WHAT IS EXPECTED: Continue the passage on venture capital and the capital gains tax from where it stops.

PAGE EXCERPT:
Too many new firms means that prices are driven too low by competition for any to make money. Eventually, the weakest firms go out of business, but the whole industry suffers in the meantime.

A cover story in Inc. magazine last fall explained, "Why smart companies are saying NO to venture capital." The explosion in venture capital has meant a shortage of experienced venture capitalists. Instead of acting in their traditional role of providing a background and expertise that helped new firms grow, overstretched venture capitalists have too often been rushing firms to go public before they were ready to cope with outside pressures.

So what is the bottom line? Much if not most of the venture capital money would have been invested without the capital gains tax cut. Although the bulk of the venture capital expansion has been extremely productive, many of the industry's current troubles are because a healthy expansion became an overflow. The capital gains tax break should be kept in some form, if for no other reason than investors and market prices have incorporated it into their planning. But the first Treasury tax reform proposal suggested a sensible reform last November: Index capital gains for inflation and then tax them as ordinary income at a top rate of 35 percent, rather than keeping the arbitrary 60 percent exclusion.

With 4 percent inflation, any investor making 5 1/3 percent real return or less -- that is 9 1/3 overall nominal return -- on an investment would be better off with indexing rather than with the exclusion. The average investor over the last two decades would have been better off with indexing than with the exclusion.

RECORDS PROVIDED:
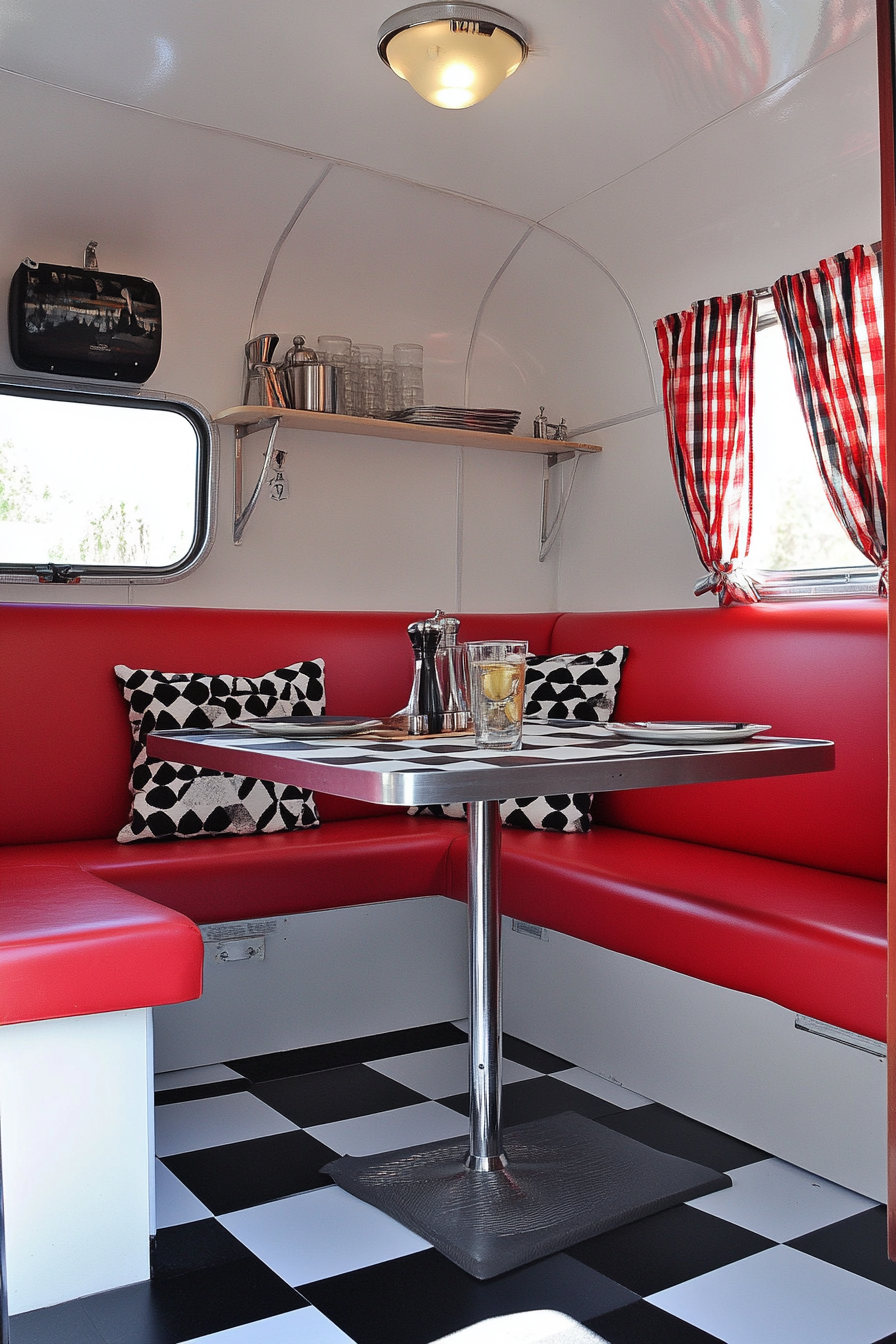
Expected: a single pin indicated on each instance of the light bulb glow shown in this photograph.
(457, 75)
(453, 69)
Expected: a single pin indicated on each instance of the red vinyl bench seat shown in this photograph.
(770, 886)
(809, 940)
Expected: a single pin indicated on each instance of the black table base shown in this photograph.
(567, 1179)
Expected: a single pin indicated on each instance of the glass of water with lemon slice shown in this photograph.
(496, 675)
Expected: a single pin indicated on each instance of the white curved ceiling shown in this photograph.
(610, 84)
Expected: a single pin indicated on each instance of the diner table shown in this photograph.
(503, 1198)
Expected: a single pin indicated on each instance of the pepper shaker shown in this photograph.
(425, 708)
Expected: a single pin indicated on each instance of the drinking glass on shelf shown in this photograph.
(371, 381)
(390, 390)
(496, 678)
(409, 375)
(337, 350)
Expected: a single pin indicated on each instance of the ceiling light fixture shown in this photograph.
(453, 54)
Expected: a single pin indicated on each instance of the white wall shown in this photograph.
(564, 320)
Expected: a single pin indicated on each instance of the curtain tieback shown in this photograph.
(730, 581)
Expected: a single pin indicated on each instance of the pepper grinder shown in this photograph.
(450, 674)
(425, 708)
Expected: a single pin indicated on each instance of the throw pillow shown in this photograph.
(184, 801)
(574, 686)
(558, 686)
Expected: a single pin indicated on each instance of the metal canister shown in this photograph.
(300, 358)
(320, 389)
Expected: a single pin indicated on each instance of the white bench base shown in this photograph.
(75, 1135)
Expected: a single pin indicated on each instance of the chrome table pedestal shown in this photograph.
(501, 1199)
(504, 1199)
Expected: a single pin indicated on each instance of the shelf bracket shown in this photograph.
(551, 532)
(241, 432)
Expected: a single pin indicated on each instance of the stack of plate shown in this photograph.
(492, 420)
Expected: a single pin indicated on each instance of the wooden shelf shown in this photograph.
(398, 429)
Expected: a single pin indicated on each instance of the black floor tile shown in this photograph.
(285, 1063)
(169, 1311)
(63, 1324)
(190, 1246)
(335, 1094)
(857, 1243)
(642, 1323)
(668, 1249)
(254, 1171)
(223, 1089)
(421, 1297)
(521, 1053)
(535, 1098)
(673, 1133)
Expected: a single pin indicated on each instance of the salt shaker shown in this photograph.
(449, 665)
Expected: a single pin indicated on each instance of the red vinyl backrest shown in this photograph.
(65, 741)
(814, 669)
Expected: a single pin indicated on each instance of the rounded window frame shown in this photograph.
(204, 504)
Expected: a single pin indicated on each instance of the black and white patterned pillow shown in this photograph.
(574, 686)
(184, 801)
(558, 686)
(556, 812)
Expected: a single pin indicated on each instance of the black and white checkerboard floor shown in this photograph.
(257, 1247)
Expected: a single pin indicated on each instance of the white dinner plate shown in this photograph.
(692, 733)
(313, 726)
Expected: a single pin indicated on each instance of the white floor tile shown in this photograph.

OUTPUT OF THE TASK:
This swap wouldn't much change the amount collected by the capital gains tax, but it would change the incentives.

Investors would seek out the most productive inflation- adjusted deals, and they would be protected against a resurgence of inflation. They would have to pay higher taxes on firms that do extremely well, but lower taxes on firms that do badly, which would tend to reduce the risk of losses.

Indexing would also shift the benefits of the capital gains exclusion from the very wealthy to the moderately well-to-do, as discovered by a 1978 study co-authored by the former chairman of the Council of Economic Advisers Martin Feldstein. That's partly because indexing makes successful investors pay more, and partly because while the very wealthy can better inflation-proof their investments right now, indexing would extend that power to everyone.

Noel J. Fenton, the head of the Capital Formation Committee of the American Electronics Association, wrote in these pages last December that the capital gains exclusion is the "lifeblood of entrepreneurship." The Silicon Valley has practically become a Valhalla of entrepreneurs, as much legend as reality, and the capital gains tax break is part of the myth.

But a Wall Street Journal survey of entrepreneurs in their special business section last month found them to be driven people who break rules, sacrifice family, fail repeatedly, try again, and work 100-hour weeks. They are not the sort of people who sit around waiting for tax breaks; expanded incentive stock options are more their style.

Taking the argument of Fenton and the AEA to its logical conclusion implies that the electronics and computer industries have little more productive economic merit than windmills or solar energy or other businesses that need special tax breaks to survive.

If the stem and root of the Silicon Valley is a truly a tax break -- a thought which grates on my nerves and judgment -- then the whole notion of the hardy independent entrepreneur deserves radical reshaping. It makes more sense to see the technological and industrial marvel that has been created here as a remarkable confluence of people, education, and resources that grew as a result of a fundamental economic opportunity.